Записи из источника данных
####################

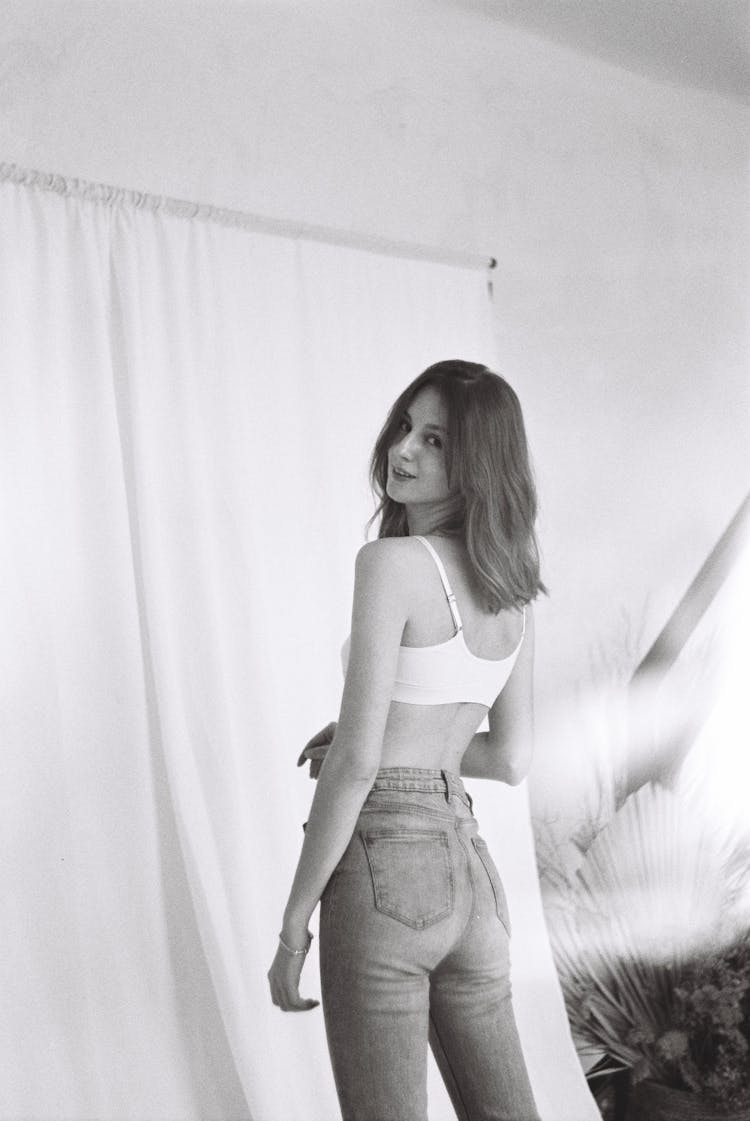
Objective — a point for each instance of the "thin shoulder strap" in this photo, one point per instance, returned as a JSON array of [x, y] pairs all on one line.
[[446, 584]]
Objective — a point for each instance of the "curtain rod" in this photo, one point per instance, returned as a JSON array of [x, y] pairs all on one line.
[[178, 207]]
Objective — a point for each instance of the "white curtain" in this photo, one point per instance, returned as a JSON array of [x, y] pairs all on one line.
[[186, 414]]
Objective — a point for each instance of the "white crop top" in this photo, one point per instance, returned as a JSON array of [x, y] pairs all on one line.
[[447, 673]]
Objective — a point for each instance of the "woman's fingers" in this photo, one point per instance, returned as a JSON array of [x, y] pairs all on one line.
[[284, 980], [321, 739]]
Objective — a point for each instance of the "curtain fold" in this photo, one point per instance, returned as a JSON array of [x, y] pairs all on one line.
[[187, 413]]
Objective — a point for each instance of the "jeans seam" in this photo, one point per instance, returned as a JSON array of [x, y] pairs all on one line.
[[498, 909], [447, 1062]]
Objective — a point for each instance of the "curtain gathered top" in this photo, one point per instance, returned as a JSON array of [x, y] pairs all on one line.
[[286, 228]]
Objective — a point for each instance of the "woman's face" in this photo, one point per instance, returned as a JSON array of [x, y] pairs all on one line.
[[417, 469]]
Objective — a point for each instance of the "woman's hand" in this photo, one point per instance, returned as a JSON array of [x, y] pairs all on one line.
[[284, 979], [316, 749]]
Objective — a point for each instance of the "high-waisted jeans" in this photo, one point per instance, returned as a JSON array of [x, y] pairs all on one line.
[[414, 948]]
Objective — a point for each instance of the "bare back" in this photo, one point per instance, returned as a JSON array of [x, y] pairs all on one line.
[[436, 735]]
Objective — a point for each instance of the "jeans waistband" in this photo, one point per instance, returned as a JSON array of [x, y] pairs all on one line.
[[422, 779]]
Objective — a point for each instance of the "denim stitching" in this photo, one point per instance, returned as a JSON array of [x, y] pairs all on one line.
[[498, 890], [425, 920]]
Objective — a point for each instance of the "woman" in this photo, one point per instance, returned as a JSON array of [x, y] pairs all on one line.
[[414, 924]]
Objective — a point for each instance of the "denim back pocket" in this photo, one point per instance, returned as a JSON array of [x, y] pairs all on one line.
[[498, 890], [411, 874]]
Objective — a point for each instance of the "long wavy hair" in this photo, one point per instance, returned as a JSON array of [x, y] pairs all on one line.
[[489, 473]]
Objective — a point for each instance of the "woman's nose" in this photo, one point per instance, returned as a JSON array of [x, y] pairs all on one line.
[[406, 445]]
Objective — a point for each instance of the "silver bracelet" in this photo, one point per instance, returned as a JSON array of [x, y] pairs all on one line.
[[297, 952]]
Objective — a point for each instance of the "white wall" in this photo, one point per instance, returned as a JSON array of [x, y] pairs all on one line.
[[617, 207]]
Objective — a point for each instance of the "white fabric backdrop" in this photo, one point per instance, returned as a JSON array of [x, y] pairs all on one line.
[[187, 411]]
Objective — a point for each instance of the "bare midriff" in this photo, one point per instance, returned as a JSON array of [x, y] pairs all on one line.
[[434, 737]]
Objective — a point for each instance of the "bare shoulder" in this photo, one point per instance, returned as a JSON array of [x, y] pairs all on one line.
[[390, 556]]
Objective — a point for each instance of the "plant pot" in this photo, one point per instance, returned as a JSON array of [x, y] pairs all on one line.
[[649, 1101]]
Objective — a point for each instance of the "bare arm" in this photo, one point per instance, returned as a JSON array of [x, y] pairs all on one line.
[[505, 752], [379, 614]]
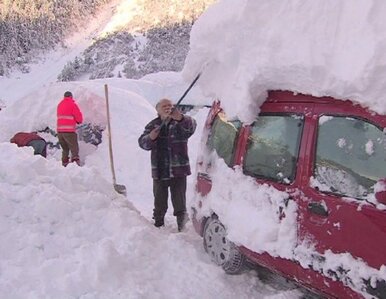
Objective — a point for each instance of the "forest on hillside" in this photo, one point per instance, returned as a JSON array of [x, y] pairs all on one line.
[[28, 27], [157, 38]]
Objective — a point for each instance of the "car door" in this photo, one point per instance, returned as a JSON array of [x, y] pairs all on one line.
[[337, 216]]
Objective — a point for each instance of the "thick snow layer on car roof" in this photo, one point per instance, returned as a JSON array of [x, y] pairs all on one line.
[[318, 47]]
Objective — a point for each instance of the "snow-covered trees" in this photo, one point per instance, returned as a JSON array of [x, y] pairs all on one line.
[[30, 26]]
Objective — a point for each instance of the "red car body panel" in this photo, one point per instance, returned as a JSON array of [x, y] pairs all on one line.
[[362, 228]]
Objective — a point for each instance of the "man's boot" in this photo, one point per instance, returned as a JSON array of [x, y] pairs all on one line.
[[159, 222], [65, 161], [181, 221], [76, 160]]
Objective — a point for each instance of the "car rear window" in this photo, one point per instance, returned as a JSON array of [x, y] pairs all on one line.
[[222, 137], [273, 147], [350, 156]]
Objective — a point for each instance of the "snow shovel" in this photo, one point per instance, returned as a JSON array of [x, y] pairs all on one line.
[[121, 189]]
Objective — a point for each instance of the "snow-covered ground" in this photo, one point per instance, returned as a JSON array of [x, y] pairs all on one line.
[[65, 233]]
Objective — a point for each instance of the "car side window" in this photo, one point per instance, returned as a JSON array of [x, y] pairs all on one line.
[[222, 137], [273, 147], [350, 156]]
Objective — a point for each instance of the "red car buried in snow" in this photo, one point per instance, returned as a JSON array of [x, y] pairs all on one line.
[[329, 157]]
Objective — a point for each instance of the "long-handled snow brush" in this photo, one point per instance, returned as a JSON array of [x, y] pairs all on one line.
[[166, 121], [121, 189]]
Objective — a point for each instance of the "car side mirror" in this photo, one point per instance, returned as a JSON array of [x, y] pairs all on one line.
[[380, 191]]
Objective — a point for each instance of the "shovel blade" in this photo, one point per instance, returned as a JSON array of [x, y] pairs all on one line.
[[121, 189]]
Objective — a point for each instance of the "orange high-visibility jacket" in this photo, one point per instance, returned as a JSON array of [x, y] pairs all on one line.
[[69, 115]]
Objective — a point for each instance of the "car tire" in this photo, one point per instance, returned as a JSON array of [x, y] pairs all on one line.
[[222, 251]]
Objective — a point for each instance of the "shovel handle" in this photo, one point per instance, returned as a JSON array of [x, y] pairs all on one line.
[[109, 134]]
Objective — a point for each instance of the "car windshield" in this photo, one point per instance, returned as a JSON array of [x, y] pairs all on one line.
[[350, 156], [273, 147], [222, 137]]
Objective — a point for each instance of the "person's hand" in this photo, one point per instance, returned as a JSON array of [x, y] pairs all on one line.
[[176, 114], [154, 133]]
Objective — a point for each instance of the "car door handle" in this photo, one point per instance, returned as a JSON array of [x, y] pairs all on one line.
[[318, 209]]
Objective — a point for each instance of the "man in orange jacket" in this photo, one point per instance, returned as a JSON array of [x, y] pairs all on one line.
[[68, 116], [31, 139]]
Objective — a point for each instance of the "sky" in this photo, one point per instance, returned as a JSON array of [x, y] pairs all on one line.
[[65, 232]]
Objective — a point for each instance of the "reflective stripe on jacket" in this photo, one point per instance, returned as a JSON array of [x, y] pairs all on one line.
[[68, 115], [23, 138]]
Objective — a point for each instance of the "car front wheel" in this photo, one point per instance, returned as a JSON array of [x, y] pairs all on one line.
[[222, 251]]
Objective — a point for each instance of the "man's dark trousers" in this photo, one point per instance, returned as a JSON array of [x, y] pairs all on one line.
[[178, 196]]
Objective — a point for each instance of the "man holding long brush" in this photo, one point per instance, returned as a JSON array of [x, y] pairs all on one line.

####################

ОПИСАНИЕ ЗАДАНИЯ - Превратите все записи выше в нумерованный список и уберите пустые строки. Картинки в ответ не включайте.

ОТВЕТ НА ЗАДАНИЕ -
1. Objective — a point for each instance of the "thin shoulder strap" in this photo, one point per instance, returned as a JSON array of [x, y] pairs all on one line.
2. [[446, 584]]
3. Objective — a point for each instance of the "curtain rod" in this photo, one point per instance, returned as a JSON array of [x, y] pairs all on one line.
4. [[178, 207]]
5. Objective — a point for each instance of the "white curtain" in this photo, one point per instance, returned as a JSON array of [x, y] pairs all on one line.
6. [[186, 414]]
7. Objective — a point for each instance of the "white crop top" in this photo, one point per instance, returned as a JSON array of [x, y] pairs all on one line.
8. [[447, 673]]
9. Objective — a point for each instance of the "woman's fingers" in this photo, one point per instance, returned as a JSON array of [x, y] pairs all on one line.
10. [[284, 980], [321, 739]]
11. Objective — a point for each instance of the "curtain fold" in this photo, one point per instance, returned as a JSON array of [x, y] pairs all on one line.
12. [[187, 413]]
13. Objective — a point for each instance of the "jeans seam" in this photo, one point per instance, returned as a JSON array of [x, y] pairs all on one line.
14. [[498, 909], [447, 1062]]
15. Objective — a point for each instance of the "curtain gathered top" in this photo, one point per instance, returned as a JSON array of [x, y] pairs all on one line.
16. [[286, 228]]
17. Objective — a point for each instance of the "woman's face" in this photo, one point per instance, returned as a JSON array of [x, y] pairs all on one line.
18. [[417, 469]]
19. Objective — a point for each instance of the "woman's hand" in this photo, one point per instance, returned as a JSON array of [x, y] pairs all on one line.
20. [[284, 979], [316, 749]]
21. Objective — a point for each instance of the "high-waisted jeans" in this photo, one point per instance, returned as a JSON array of [x, y] pairs all on one line.
22. [[414, 948]]
23. Objective — a point for each instance of the "bare back" in this photo, one point per instance, returned as a JSON array of [x, y] pairs all on one line.
24. [[436, 735]]
25. Objective — a point for each instance of the "jeans waistband" in this photo, one point per instance, returned as a JSON array of [x, y] pairs all on one line.
26. [[422, 779]]
27. Objective — a point for each instance of the "denim stitching" in this photo, one point per instance, returned as a JSON array of [x, y] pairs all on one line.
28. [[498, 890], [425, 920]]
29. Objective — a point for each instance of the "woman" in this photo, one point per instance, returned as a JSON array of [x, y] pairs all on one line.
30. [[414, 924]]
31. Objective — a point for each instance of the "denim back pocket" in this photo, one point per instance, returned as a JSON array of [x, y] pairs all on one line.
32. [[498, 890], [411, 874]]
33. Objective — a point for each instance of the "long wavy hair" in this photo, one point per instance, returned as a JSON array of [x, y] pairs all on one line.
34. [[489, 473]]
35. Objective — a point for each instance of the "woman's nose" in this photo, one point per instance, returned as a JSON array of [x, y] pairs all on one line.
36. [[406, 445]]
37. Objective — a point for each instance of the "silver bracelet" in this photo, one point per instance, returned as a JSON array of [x, y] pairs all on one line.
38. [[297, 952]]
39. Objective — a point for each instance of the "white wall" in this photo, one point per instance, returned as a JSON array of [x, y] pairs all on one line.
40. [[617, 207]]
41. Objective — a point for each instance of the "white fabric backdrop" in this photo, one point per instance, returned as a JSON array of [x, y] pairs all on one line.
42. [[187, 411]]
43. Objective — a point for each instance of the "bare midriff" in this photo, one point per instance, returned as a JSON array of [x, y] pairs all on one line.
44. [[434, 737]]
45. Objective — a point for each instance of the "bare shoulder" in this photo, one point per instance, returned as a JSON array of [x, y] pairs all on one line.
46. [[390, 556]]
47. Objective — a point for each instance of the "plant pot" in this photo, one point per instance, returned as a JSON array of [x, y] pairs all on one line.
48. [[649, 1101]]
49. Objective — a point for each instance of the "bare arm" in this photo, one point per instance, returned as a JSON array of [x, y] pairs all on one line.
50. [[505, 752], [379, 614]]
51. Objective — a point for each instance of the "forest on hillside" in this photo, one point per instance, returned as a JSON array of [x, y] pairs all on one line.
52. [[28, 27], [157, 38]]
53. Objective — a point for each instance of the "car door" in this photo, one point per instance, returned as a JSON array of [x, y] pairs all on one line.
54. [[337, 216]]
55. Objective — a point for each instance of the "thick snow layer on car roof" in this photo, one point per instance, returned as a JSON array of [x, y] pairs all on one line.
56. [[318, 47]]
57. Objective — a point for each instance of the "snow-covered trees" in this photo, one point per instance, returned as a JSON array of [x, y] pairs all on one line.
58. [[30, 26]]
59. Objective — a point for each instance of the "red car body panel" in this photo, one point per instance, returned as a JSON array of [x, y] pairs all on one line.
60. [[362, 228]]
61. Objective — a point for each instance of the "man's boot" in this photo, one point per instance, returned as a JSON array of [x, y] pairs all on one line.
62. [[159, 222], [65, 161], [181, 221], [76, 160]]
63. Objective — a point for each instance of the "car rear window" in this photo, one point per instance, returned as a JSON array of [x, y] pairs all on one line.
64. [[222, 137], [273, 147], [350, 156]]
65. Objective — a point for each instance of the "snow shovel" in this photo, one point per instance, returned as a JSON array of [x, y] pairs all on one line.
66. [[121, 189]]
67. Objective — a point for each instance of the "snow-covered ground" in this photo, one point per instance, returned as a JSON array of [x, y] pairs all on one line.
68. [[65, 233]]
69. Objective — a point for each instance of the "car side window" in this photo, one point per instance, returned as a JSON array of [x, y] pairs all on one line.
70. [[222, 137], [273, 147], [350, 156]]
71. Objective — a point for each instance of the "red car buried in snow" in this photo, one point per instance, returned as a JSON array of [x, y] pairs all on one line.
72. [[329, 157]]
73. Objective — a point for each instance of the "long-handled snow brush" in this photo, one point per instance, returned as a JSON array of [x, y] pairs all on one line.
74. [[166, 121], [121, 189]]
75. Objective — a point for each instance of the "car side mirror" in this photo, one point per instance, returned as a JSON array of [x, y] pairs all on one line.
76. [[380, 191]]
77. Objective — a point for each instance of the "shovel blade" in this photo, one point per instance, returned as a JSON array of [x, y] pairs all on one line.
78. [[121, 189]]
79. Objective — a point for each instance of the "orange high-visibility jacket" in this photo, one point per instance, returned as a JSON array of [x, y] pairs all on one line.
80. [[69, 115]]
81. Objective — a point for each instance of the "car tire" in this photo, one point per instance, returned as a JSON array of [x, y] pairs all on one line.
82. [[222, 251]]
83. Objective — a point for each instance of the "shovel handle" in this photo, one point per instance, returned as a JSON array of [x, y] pairs all on one line.
84. [[109, 134]]
85. Objective — a point for each instance of the "car windshield" in this photo, one point per instance, returned as a JSON array of [x, y] pairs all on one line.
86. [[350, 156], [273, 147], [222, 137]]
87. Objective — a point for each instance of the "person's hand" in this photo, one point per instance, returned as a JSON array of [x, y] pairs all on one line.
88. [[176, 114], [154, 133]]
89. Objective — a point for each instance of the "car door handle" in this photo, one point per instance, returned as a JSON array of [x, y] pairs all on one line.
90. [[318, 209]]
91. Objective — a point for each instance of the "man in orange jacket" in this photo, one point per instance, returned as a JSON array of [x, y] pairs all on one line.
92. [[68, 116], [31, 139]]
93. Objective — a point for each instance of the "sky" in this photo, one point per instance, returned as a JSON array of [x, y] pairs all on one line.
94. [[65, 232]]
95. Objective — a point for each instance of the "reflective stripe on jacket" in this photo, one point per instance, returned as a JSON array of [x, y] pairs all on one line.
96. [[68, 115], [23, 138]]
97. Objective — a point for each instance of the "car front wheel" in this photo, one point per instance, returned as a JSON array of [x, y] pairs all on one line.
98. [[222, 251]]
99. Objective — a point for each instance of the "man's dark trousers" in this photo, one point per instance, returned as a JSON array of [x, y] pairs all on one line.
100. [[178, 196]]
101. Objective — a point for each instance of the "man holding long brush" in this photo, one point per instance, returned as a JSON array of [x, y] pairs all on one line.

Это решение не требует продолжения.